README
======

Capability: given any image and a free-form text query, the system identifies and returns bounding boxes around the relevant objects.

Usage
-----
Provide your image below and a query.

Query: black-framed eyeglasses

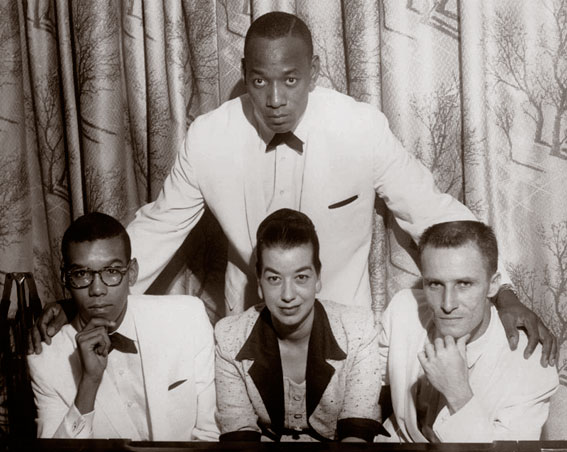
[62,261,132,289]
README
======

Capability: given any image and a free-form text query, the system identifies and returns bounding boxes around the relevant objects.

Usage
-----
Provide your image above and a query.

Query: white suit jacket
[27,295,219,441]
[379,289,558,442]
[127,87,476,312]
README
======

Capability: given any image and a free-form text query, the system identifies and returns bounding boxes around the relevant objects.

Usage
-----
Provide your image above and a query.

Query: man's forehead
[66,238,128,264]
[244,35,312,62]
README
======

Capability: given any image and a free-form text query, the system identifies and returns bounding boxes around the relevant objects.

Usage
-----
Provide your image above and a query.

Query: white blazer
[27,294,219,441]
[127,87,476,312]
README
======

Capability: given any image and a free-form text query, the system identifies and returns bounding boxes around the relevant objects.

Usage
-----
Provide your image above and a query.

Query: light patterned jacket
[214,299,384,441]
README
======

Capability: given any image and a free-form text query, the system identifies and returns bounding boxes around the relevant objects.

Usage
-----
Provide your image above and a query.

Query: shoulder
[128,294,210,331]
[495,326,559,392]
[318,299,374,340]
[27,324,77,373]
[309,86,385,124]
[385,288,424,317]
[214,304,263,351]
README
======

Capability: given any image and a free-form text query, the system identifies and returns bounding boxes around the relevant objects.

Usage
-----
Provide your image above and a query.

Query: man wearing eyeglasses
[26,212,219,440]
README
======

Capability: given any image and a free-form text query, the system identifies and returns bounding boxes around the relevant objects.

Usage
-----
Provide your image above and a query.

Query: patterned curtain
[0,0,566,437]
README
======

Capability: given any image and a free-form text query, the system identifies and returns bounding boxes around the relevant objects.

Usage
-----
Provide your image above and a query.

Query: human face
[242,35,319,133]
[421,243,500,342]
[65,237,138,332]
[257,244,321,337]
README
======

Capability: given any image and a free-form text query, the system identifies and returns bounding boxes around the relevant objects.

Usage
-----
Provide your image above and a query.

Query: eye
[72,270,88,278]
[105,267,122,275]
[253,78,266,87]
[458,281,472,288]
[296,274,310,282]
[266,275,280,284]
[286,77,297,86]
[426,281,442,289]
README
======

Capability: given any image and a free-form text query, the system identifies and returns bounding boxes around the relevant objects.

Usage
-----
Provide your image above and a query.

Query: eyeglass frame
[61,260,134,289]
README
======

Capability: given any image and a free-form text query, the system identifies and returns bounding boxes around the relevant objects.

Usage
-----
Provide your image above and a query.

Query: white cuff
[61,404,95,438]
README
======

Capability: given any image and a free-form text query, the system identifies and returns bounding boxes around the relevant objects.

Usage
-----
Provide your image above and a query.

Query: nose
[441,287,458,314]
[267,82,286,108]
[89,272,107,297]
[281,280,296,303]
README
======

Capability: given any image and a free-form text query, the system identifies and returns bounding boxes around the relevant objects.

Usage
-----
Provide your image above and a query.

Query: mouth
[89,304,113,313]
[438,317,463,322]
[280,305,300,315]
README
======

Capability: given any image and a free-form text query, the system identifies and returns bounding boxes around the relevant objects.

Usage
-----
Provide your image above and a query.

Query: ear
[241,58,247,83]
[487,272,501,299]
[309,54,320,91]
[128,258,139,287]
[315,274,322,293]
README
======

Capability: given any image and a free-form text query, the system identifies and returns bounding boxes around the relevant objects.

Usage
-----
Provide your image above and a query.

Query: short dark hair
[256,208,321,277]
[418,221,498,275]
[62,212,131,266]
[244,11,313,60]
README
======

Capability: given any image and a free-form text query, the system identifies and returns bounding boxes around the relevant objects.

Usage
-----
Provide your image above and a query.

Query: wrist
[444,385,473,415]
[494,283,519,308]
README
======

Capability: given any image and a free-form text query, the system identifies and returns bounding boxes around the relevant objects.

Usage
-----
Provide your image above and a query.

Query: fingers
[27,326,43,355]
[501,316,519,351]
[538,324,557,367]
[417,350,427,369]
[82,318,116,333]
[38,303,61,345]
[522,316,539,360]
[76,326,111,357]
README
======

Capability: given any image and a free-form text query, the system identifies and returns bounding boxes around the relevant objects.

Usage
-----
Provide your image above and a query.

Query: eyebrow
[263,266,314,274]
[67,259,127,269]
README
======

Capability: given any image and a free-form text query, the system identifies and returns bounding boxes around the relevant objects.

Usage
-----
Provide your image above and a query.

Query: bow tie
[109,332,138,354]
[266,132,303,154]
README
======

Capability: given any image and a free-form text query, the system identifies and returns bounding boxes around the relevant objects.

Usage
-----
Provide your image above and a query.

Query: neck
[273,310,314,344]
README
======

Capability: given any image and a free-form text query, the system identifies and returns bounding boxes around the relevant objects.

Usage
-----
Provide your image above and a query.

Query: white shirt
[379,288,559,442]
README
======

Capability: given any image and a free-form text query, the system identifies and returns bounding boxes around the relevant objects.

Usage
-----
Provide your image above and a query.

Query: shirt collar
[112,301,136,342]
[465,305,497,369]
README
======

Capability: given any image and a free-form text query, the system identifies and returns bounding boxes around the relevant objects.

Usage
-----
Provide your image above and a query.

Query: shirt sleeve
[127,124,206,294]
[369,109,511,285]
[53,404,95,439]
[433,364,558,441]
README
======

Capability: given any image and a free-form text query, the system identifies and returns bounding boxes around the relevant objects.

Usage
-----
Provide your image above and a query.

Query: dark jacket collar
[236,300,347,432]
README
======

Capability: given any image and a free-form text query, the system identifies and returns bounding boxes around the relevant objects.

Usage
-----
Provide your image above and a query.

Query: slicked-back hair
[256,208,321,277]
[418,220,498,276]
[62,212,131,266]
[244,11,313,60]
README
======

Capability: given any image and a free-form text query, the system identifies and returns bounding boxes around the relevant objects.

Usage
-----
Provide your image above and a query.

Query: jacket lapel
[236,307,284,431]
[306,301,347,418]
[130,302,169,439]
[239,96,269,248]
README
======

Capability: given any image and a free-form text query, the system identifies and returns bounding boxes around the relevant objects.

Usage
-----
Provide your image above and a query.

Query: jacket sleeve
[433,355,559,441]
[337,310,382,440]
[191,304,220,441]
[127,123,206,294]
[214,322,261,440]
[27,355,93,439]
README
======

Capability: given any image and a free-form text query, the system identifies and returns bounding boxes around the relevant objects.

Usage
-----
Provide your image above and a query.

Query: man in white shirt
[27,212,219,440]
[32,11,556,365]
[378,221,558,442]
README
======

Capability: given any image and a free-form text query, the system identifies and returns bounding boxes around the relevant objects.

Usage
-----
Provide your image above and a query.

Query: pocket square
[168,379,187,391]
[328,195,358,209]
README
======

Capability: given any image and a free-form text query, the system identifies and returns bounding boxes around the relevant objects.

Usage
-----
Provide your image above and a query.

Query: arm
[28,319,113,438]
[419,336,559,442]
[127,125,206,294]
[191,305,220,441]
[214,324,262,441]
[370,111,556,365]
[338,312,384,442]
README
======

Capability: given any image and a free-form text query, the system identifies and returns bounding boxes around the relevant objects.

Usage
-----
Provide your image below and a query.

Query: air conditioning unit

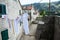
[0,4,6,18]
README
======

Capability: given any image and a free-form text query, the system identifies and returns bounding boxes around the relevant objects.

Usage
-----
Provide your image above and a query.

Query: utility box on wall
[0,4,6,17]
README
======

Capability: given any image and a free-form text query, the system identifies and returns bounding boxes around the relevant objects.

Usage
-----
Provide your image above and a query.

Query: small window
[33,13,37,15]
[19,10,21,15]
[0,4,6,18]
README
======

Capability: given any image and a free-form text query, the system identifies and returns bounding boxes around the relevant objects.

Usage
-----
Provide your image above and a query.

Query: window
[0,4,6,17]
[33,13,37,15]
[19,10,21,15]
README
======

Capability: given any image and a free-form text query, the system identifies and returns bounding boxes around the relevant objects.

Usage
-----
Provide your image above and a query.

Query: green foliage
[39,10,46,17]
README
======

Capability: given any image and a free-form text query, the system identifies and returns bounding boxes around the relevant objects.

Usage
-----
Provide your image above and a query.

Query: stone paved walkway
[20,24,38,40]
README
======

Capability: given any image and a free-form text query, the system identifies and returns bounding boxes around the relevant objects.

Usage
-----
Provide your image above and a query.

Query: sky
[20,0,59,5]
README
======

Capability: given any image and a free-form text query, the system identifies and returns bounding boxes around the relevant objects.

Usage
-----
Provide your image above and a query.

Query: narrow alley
[0,0,60,40]
[20,24,38,40]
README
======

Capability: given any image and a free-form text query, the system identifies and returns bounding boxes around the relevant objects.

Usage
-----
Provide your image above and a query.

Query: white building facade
[0,0,23,40]
[22,5,39,22]
[31,6,39,22]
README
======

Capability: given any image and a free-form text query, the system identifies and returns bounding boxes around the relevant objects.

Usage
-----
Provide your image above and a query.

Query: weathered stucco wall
[0,0,23,40]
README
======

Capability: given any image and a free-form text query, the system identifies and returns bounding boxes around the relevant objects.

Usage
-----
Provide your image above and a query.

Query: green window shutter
[0,4,6,18]
[3,5,6,15]
[0,5,2,13]
[1,29,9,40]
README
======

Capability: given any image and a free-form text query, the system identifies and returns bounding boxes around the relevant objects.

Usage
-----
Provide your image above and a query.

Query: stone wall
[54,16,60,40]
[35,16,55,40]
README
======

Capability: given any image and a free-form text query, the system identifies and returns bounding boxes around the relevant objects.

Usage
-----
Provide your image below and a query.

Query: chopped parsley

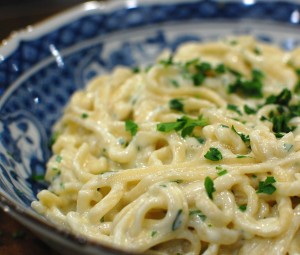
[254,47,261,55]
[51,167,61,180]
[172,209,183,231]
[118,138,129,147]
[48,131,60,147]
[274,132,285,138]
[260,89,300,135]
[125,120,138,136]
[192,62,215,86]
[239,204,247,212]
[131,66,140,73]
[231,126,250,144]
[216,166,228,176]
[244,105,257,115]
[265,88,292,106]
[215,63,226,74]
[171,179,184,184]
[81,113,89,119]
[270,112,293,134]
[151,230,158,237]
[195,136,206,144]
[256,176,277,195]
[204,147,223,161]
[55,155,62,163]
[31,174,45,181]
[159,55,173,66]
[157,115,208,138]
[192,73,205,86]
[229,40,238,45]
[295,80,300,93]
[228,69,264,98]
[170,79,180,88]
[294,69,300,93]
[227,104,242,116]
[236,155,251,158]
[169,99,184,112]
[189,209,207,221]
[196,62,212,73]
[205,176,216,200]
[283,143,293,152]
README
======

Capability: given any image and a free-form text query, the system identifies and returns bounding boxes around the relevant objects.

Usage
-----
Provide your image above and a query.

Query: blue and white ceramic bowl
[0,0,300,254]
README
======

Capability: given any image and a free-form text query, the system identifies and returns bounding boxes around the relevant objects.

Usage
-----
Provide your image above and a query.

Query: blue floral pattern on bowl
[0,1,300,254]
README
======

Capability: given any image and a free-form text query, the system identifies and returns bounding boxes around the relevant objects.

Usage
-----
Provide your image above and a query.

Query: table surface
[0,0,87,40]
[0,210,60,255]
[0,1,93,254]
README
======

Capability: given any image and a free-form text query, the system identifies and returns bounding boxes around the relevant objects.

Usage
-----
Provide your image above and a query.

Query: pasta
[32,36,300,255]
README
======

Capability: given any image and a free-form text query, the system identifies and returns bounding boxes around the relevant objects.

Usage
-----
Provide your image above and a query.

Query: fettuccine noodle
[32,36,300,255]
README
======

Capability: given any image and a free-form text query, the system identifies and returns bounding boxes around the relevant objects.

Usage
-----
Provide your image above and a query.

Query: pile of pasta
[32,36,300,255]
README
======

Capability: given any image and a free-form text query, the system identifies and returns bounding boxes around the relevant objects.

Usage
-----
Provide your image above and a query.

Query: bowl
[0,0,300,254]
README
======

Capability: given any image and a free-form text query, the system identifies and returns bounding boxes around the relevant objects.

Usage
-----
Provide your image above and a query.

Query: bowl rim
[1,0,300,254]
[0,0,208,58]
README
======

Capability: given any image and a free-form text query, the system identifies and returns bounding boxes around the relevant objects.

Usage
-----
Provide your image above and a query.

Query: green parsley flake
[254,47,261,55]
[170,79,180,88]
[216,166,228,176]
[196,62,212,73]
[265,88,292,106]
[295,80,300,93]
[125,120,138,136]
[229,40,238,45]
[56,155,62,163]
[192,62,214,86]
[228,69,264,98]
[172,209,183,231]
[151,230,158,237]
[159,56,173,66]
[81,113,89,119]
[236,155,251,158]
[131,66,140,73]
[256,176,277,195]
[231,126,250,144]
[189,209,207,221]
[283,143,293,152]
[205,176,216,200]
[271,113,293,134]
[169,99,184,112]
[51,167,61,180]
[118,138,129,147]
[48,131,60,147]
[31,174,45,181]
[171,179,184,184]
[184,58,199,68]
[204,147,223,161]
[244,105,257,115]
[215,64,226,74]
[192,73,205,86]
[220,124,229,128]
[157,115,208,138]
[239,204,247,212]
[195,137,206,144]
[227,104,242,116]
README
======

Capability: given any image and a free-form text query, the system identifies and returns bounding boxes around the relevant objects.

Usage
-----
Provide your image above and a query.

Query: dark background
[0,0,87,40]
[0,1,91,254]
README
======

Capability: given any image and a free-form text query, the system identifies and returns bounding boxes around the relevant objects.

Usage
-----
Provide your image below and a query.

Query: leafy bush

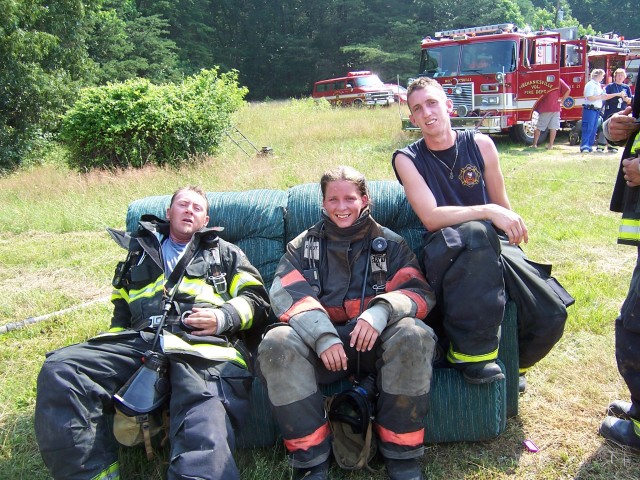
[61,69,247,170]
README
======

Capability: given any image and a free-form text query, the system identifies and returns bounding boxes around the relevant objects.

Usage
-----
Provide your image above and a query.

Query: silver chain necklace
[425,133,458,180]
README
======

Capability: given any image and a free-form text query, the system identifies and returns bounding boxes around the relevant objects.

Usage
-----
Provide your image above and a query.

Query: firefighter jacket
[269,209,436,355]
[610,74,640,246]
[106,216,270,363]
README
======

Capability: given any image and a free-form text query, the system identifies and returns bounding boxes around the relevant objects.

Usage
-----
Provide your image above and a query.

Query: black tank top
[392,129,489,215]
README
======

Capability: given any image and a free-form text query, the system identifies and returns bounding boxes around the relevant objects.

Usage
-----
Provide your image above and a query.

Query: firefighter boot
[384,458,424,480]
[293,457,329,480]
[460,361,505,385]
[607,400,640,420]
[599,416,640,451]
[518,374,527,393]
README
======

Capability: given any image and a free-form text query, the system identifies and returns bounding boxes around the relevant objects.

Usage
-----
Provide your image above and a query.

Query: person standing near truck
[601,68,633,153]
[531,78,571,149]
[581,69,625,153]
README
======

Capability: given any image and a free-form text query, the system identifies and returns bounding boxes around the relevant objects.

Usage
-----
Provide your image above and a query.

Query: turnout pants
[257,318,436,468]
[616,247,640,419]
[35,332,252,480]
[423,220,567,369]
[422,221,505,364]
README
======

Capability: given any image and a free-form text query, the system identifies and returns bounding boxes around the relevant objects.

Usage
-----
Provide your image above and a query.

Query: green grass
[1,100,639,478]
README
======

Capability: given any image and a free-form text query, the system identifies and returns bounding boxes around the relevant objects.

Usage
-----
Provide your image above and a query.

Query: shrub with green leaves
[61,69,247,170]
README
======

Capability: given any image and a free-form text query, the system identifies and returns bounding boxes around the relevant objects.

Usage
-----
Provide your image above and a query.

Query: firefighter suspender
[204,243,229,299]
[369,237,387,294]
[303,234,322,295]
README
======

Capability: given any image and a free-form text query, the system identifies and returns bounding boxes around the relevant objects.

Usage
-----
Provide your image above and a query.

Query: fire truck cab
[312,71,395,107]
[405,23,640,145]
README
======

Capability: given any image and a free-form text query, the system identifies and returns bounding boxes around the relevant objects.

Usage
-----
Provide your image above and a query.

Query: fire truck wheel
[568,121,581,146]
[352,98,364,108]
[509,123,544,146]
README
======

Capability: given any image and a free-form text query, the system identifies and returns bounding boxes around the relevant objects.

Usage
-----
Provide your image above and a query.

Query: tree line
[1,0,637,171]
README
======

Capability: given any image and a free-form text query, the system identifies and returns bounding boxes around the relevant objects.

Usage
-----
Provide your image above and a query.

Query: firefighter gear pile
[258,209,437,478]
[34,217,269,480]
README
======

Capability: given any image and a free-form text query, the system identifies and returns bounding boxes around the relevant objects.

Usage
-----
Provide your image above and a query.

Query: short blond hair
[591,68,605,79]
[406,77,446,109]
[170,186,209,211]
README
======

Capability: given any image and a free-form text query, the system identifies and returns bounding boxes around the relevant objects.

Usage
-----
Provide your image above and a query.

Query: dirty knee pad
[380,318,436,396]
[258,326,319,406]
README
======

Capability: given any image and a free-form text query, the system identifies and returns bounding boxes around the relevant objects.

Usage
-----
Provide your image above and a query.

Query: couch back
[125,181,424,287]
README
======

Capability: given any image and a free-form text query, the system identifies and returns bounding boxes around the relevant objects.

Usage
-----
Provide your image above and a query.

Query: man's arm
[395,136,527,244]
[560,80,571,103]
[186,243,270,337]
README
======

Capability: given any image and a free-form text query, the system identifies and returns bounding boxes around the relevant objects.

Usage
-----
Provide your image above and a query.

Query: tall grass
[0,100,638,478]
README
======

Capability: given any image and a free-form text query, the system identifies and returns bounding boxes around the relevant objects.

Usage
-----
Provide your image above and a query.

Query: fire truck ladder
[586,35,640,55]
################
Directions for this task:
Give back the lines of the listing from the one with "Query: couch back" through the end, both included, exactly as written and with nothing added.

Response area:
Query: couch back
[125,181,424,287]
README
======

Capability: given any image and a free-form text query, the system identifies and returns bounding boxes around the relevant objects.

Usage
-----
Provide your image above and a query.

Query: man's arm
[395,136,527,244]
[560,80,571,103]
[186,243,270,337]
README
======

Capability: given any image and a free-form text query, the system identifies and returns bounding boxes around the relevant objects.

Usage
-----
Provide your image above and a query.

Query: tall grass
[0,100,638,478]
README
======

Capability: given any image and a free-form text query, the system identifies and returns bounding boxes around the relevant objects.

Usage
-----
Provide your image above and a query.

Query: fire truck ladder
[586,35,640,55]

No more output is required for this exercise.